I came here to praise Robert Sheckley.

He was a prolific short story writer. In the fifties and sixties his work was featured in many of the science fiction magazines of the day (and there were more of them then.) Sheckly was witty. He could write a hell of a story about an alien who burned down orphanages on many planets.

I have all of his old short story collections. Some of them are tattered. One of my favorites, Shards of Space, is the most tattered. It is almost split in two. It came that way. The lady at the used bookstore, years ago, said, “I’m only going to charge you a quarter for this, but I won’t buy it back.” As if I would trade back a Sheckley collection.

While a master of the short story he did write a small number of novels. They tend to be episodic in nature, novels that are really groups of short stories with the same characters. Novels such as Journey Beyond Tomorrow aka The Journey of Joenes. This is a great novel presented as the biblical text of a religion in the future which follows the life of Joenes, who travels the world before and after WWIII. Intermixed is ancient myth. There is also political commentary about McCarthyism, the book was written in the late 50s.

What to work on:
1. List every book title that the text about Robert Sheckley mentions.
2. Write the next few sentences of the piece about Robert Sheckley, picking up after its final sentence.

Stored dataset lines
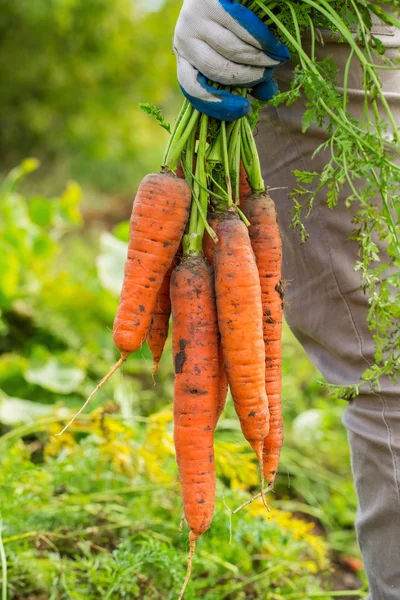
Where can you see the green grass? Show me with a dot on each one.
(95, 513)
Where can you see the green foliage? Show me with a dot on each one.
(89, 517)
(95, 512)
(362, 154)
(86, 65)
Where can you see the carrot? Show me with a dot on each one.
(195, 353)
(159, 216)
(222, 383)
(208, 250)
(158, 331)
(266, 243)
(208, 243)
(238, 294)
(158, 220)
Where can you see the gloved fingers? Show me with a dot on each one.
(206, 98)
(227, 44)
(219, 69)
(265, 90)
(249, 28)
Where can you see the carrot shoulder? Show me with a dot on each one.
(195, 353)
(239, 307)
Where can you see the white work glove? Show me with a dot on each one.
(225, 42)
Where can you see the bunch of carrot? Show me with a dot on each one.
(205, 246)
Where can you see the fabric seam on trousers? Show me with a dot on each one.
(389, 431)
(384, 408)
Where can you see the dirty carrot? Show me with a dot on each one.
(196, 366)
(222, 383)
(158, 221)
(267, 246)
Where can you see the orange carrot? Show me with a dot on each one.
(159, 216)
(195, 354)
(245, 189)
(158, 331)
(266, 243)
(239, 307)
(158, 221)
(208, 243)
(222, 383)
(208, 250)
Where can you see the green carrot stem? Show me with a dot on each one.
(225, 159)
(254, 174)
(234, 158)
(192, 242)
(183, 110)
(182, 134)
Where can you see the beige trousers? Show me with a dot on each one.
(327, 311)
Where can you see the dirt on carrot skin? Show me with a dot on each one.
(159, 216)
(240, 319)
(267, 246)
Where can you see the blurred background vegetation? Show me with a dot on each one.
(95, 513)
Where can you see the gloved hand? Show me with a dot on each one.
(225, 42)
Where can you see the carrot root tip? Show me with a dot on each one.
(192, 540)
(115, 368)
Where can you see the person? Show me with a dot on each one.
(223, 42)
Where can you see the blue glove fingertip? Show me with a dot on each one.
(265, 91)
(264, 36)
(219, 104)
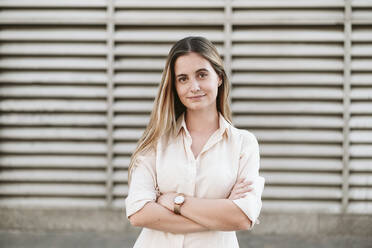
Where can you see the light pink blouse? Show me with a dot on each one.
(229, 154)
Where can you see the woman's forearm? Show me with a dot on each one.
(155, 216)
(215, 214)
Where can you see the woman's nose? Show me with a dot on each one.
(195, 85)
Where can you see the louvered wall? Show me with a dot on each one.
(79, 78)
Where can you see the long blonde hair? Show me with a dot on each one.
(167, 106)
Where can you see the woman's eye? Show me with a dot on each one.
(203, 75)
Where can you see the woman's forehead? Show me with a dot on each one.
(191, 63)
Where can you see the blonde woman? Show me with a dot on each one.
(193, 178)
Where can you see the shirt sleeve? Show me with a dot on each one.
(142, 187)
(249, 164)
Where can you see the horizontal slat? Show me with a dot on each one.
(361, 64)
(317, 136)
(124, 148)
(139, 64)
(360, 164)
(292, 64)
(361, 93)
(169, 4)
(295, 50)
(54, 202)
(50, 161)
(361, 150)
(293, 150)
(302, 93)
(361, 50)
(48, 3)
(361, 122)
(301, 178)
(360, 136)
(131, 120)
(152, 78)
(133, 106)
(54, 34)
(53, 105)
(299, 192)
(28, 189)
(52, 176)
(361, 3)
(357, 207)
(53, 147)
(287, 4)
(49, 77)
(295, 34)
(138, 49)
(53, 119)
(361, 34)
(54, 91)
(53, 49)
(53, 133)
(360, 179)
(290, 164)
(136, 92)
(53, 16)
(309, 206)
(170, 17)
(361, 78)
(364, 194)
(127, 134)
(287, 78)
(276, 16)
(362, 14)
(288, 121)
(168, 35)
(286, 107)
(54, 63)
(361, 108)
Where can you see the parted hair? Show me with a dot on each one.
(167, 105)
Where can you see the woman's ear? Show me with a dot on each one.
(219, 80)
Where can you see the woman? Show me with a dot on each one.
(194, 177)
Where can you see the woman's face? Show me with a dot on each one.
(196, 82)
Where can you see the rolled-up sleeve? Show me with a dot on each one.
(142, 187)
(249, 165)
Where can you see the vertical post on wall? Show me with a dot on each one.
(227, 41)
(346, 112)
(109, 124)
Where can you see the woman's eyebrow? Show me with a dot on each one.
(201, 69)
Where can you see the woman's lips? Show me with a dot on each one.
(196, 97)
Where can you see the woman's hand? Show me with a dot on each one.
(167, 200)
(239, 189)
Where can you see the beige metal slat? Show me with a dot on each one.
(299, 164)
(61, 147)
(53, 105)
(52, 161)
(286, 78)
(53, 119)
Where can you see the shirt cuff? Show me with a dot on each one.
(251, 206)
(134, 205)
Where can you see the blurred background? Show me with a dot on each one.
(78, 81)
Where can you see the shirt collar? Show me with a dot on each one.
(224, 124)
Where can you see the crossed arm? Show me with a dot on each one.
(197, 214)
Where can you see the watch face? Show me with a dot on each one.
(179, 199)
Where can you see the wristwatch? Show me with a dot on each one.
(178, 201)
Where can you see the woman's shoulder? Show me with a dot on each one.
(243, 135)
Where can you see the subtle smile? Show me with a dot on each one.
(196, 97)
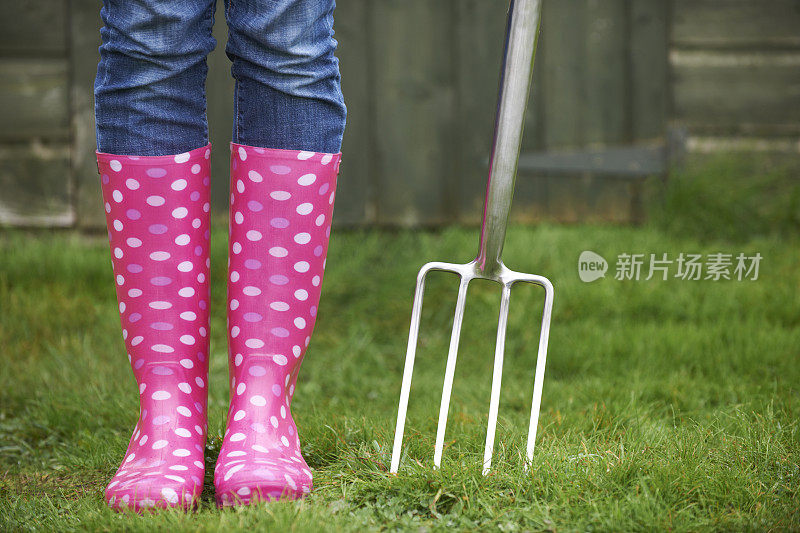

Exercise responses:
1. Shards of Space; Journey Beyond Tomorrow; The Journey of Joenes

2.
For a time he lived not 50 miles from me and I regret that I did not go see him. My friend Richard F. Yates was also a fan and Sheckley was mostly forgotten as an author by then in the US. He was considered a master of the golden age abroad and died while in Russia speaking about his work in 2005.

A number of his stories that appeared in Galaxy magazine were adapted for radio and appeared as episodes of X Minus One. Here is the episode The Native Problem. (By the way, the ebook of The Status Civilization is free.)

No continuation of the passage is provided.